PAGE EXCERPT:
_ _ _ _

Backcountry Brook Trout, a Tailwater Float, and SNAKE!!!

It’s been an extremely busy week here in the fly fishing mines of the Smoky Mountains and East Tennessee. We’ve spent several days guiding anglers in some out of the way streams in the Smokies, helped park biologists monitor a brook trout stream one day, and did a float on the Holston on another.

Brook trout in the Smokies

I took Ethan McClellan and Jared Rice out for a few days of walk-in fly fishing. Their main priority was to fish some water that is off the radar of the common angler. These are among my favorite trips to guide, especially in August. The water is cold, the surroundings beautiful, and the fish are eager. The guys also wanted to catch some brookies. The first day we hit one of my favorite brook trout streams, but one I rarely guide. Ethan and Jared are in great physical condition, probably better than me, so I had no reservations about taking them to a stream that required a bit of walk followed by a full day of bouldering.

Ethan notified me that he was deathly afraid of snakes. In fact, he’s nearly fainted at the mere sight of a snake in the past. As usual, my response was that we might see a harmless water snake and sightings of rattlers and copperheads were quite rare. Our second day on the water took us up Fish Camp Prong, one of Little River’s larger tributaries. It’s primarily a rainbow trout stream with a few brown trout. There is a robust population of brook trout if you go far enough.

We had gotten into a good number of fish by lunch. Shortly after eating we decided to put a little more trail behind us before getting back into the fishing. After walking about a half mile this is what I saw in the trail.

Timber Rattlesnake, Great Smoky Mountains National Park, Tennessee

I stopped so fast I think I left skid marks. I threw up my arms and yelled, “Turn around! Don’t look! Don’t look!” Ethan, bringing up the rear knew exactly what that meant and responded quickly. Jared, like myself, isn’t particularly fond of snakes but is curious enough to want a good look.

_ _ _ _

RECORDS PROVIDED:

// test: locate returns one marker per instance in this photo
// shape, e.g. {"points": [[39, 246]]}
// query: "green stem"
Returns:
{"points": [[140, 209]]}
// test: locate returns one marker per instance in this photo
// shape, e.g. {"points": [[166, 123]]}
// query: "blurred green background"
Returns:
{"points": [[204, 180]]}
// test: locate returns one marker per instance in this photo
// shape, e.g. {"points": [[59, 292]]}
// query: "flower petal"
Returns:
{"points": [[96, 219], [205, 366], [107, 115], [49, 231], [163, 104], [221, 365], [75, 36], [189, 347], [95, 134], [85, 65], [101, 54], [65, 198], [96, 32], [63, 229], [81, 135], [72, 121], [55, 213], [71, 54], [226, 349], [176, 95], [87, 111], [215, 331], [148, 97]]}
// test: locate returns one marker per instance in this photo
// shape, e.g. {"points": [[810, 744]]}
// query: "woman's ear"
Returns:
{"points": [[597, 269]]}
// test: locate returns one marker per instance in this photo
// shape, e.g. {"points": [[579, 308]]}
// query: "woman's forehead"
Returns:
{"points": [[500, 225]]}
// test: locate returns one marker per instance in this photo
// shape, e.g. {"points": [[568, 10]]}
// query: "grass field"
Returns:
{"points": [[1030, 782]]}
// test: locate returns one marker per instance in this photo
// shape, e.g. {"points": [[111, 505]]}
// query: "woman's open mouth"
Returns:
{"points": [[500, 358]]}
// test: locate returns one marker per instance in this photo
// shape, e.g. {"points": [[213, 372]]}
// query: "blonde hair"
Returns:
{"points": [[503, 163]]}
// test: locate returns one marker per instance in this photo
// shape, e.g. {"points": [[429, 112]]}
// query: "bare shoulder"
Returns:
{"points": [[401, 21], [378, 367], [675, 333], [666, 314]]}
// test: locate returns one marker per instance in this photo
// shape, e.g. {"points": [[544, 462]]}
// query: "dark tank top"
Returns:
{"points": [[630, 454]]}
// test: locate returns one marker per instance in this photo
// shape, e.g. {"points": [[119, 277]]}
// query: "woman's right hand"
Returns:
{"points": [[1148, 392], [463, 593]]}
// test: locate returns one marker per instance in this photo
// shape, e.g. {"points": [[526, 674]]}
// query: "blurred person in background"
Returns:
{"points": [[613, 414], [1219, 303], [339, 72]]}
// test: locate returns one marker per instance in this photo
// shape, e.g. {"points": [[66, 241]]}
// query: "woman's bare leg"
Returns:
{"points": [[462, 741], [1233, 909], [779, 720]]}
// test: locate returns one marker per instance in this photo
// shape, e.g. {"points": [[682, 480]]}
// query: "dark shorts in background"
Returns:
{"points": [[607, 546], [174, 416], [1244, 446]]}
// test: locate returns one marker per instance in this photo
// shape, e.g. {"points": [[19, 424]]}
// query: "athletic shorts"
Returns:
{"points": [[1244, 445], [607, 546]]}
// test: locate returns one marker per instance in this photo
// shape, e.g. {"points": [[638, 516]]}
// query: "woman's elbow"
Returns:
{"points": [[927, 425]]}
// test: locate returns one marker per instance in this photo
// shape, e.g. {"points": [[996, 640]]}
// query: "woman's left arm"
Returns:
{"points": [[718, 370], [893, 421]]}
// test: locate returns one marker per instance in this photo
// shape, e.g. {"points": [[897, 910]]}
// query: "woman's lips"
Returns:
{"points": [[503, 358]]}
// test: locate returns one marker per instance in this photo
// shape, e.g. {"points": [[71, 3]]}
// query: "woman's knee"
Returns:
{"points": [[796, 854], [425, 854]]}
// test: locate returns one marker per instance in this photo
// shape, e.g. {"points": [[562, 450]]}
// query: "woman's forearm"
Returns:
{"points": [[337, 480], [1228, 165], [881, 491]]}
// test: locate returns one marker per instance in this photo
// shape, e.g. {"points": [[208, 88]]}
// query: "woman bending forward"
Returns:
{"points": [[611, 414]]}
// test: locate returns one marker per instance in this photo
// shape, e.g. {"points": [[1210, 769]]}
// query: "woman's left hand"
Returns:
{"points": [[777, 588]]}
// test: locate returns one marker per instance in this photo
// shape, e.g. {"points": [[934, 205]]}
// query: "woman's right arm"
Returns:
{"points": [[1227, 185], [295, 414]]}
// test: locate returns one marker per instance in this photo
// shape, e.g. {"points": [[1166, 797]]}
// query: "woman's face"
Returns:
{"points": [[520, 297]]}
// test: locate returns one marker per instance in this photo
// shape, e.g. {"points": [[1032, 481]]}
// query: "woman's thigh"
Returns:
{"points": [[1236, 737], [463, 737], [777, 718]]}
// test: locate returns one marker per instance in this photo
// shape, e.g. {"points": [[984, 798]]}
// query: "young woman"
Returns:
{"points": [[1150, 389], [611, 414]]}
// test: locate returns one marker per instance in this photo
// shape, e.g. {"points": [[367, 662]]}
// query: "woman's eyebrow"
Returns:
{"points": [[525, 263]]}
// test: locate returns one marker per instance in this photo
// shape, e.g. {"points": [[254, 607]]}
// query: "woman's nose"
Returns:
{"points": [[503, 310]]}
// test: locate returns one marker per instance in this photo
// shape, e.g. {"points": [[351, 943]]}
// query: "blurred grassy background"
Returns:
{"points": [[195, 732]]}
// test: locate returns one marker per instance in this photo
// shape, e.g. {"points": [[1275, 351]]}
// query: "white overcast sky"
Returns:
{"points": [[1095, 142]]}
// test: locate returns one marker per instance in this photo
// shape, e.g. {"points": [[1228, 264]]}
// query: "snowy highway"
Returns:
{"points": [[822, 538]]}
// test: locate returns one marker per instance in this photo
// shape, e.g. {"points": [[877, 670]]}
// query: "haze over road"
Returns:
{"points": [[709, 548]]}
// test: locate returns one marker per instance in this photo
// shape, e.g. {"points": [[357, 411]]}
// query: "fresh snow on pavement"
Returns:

_ _ _ _

WORK ORDER 1: Translate this sentence from the trout fishing post into Spanish: "The water is cold, the surroundings beautiful, and the fish are eager."
WORK ORDER 2: Carry on the trout fishing post from the point where it stops.
The records are separate from the trout fishing post.

WRITTEN RESPONSE 1: El agua está fría, los alrededores son hermosos y los peces están ansiosos.

WRITTEN RESPONSE 2:
This photo is exactly the way we found the rattler and we left him just the same. Just like every other one I’ve seen in the Smokies it was somewhat docile, not moving, even after a few light taps with the tip of a fly rod. In fact, this individual was content to sun itself in the trail. We decided to back trak a little bit and fish around the snake rather than try to sneak by on the narrow trail. Again, the fishing was excellent. The guys caught mostly rainbows with a couple of browns thrown in as well.

Charity and I did a float on the Holston a few days back and it has fallen off dramatically. While water temperatures are far fom lethal in the high 60’s, the fish aren’t moving around very much. We only got a few fish to the net all day. The best success came on small nymphs fished extremely deep in relatively quiet water. Right now we’re discouraging trout floats since generation schedules on the Clinch aren’t favorable. Smallmouth fishing on the Holston is excellent right now. If a float is what you want in our neck of the woods we certainly recommend smallies. Popper fishing is great right now.

Brook Trout Monitoring in the Smokies

Charity and I helped park biologists with brook trout monitoring on Bunches Creek on the North Carolina side of the Smokies. We always enjoy doing this since you get to see exactly how many fish are in a stream and see how the different sizes of fish stack up to each other.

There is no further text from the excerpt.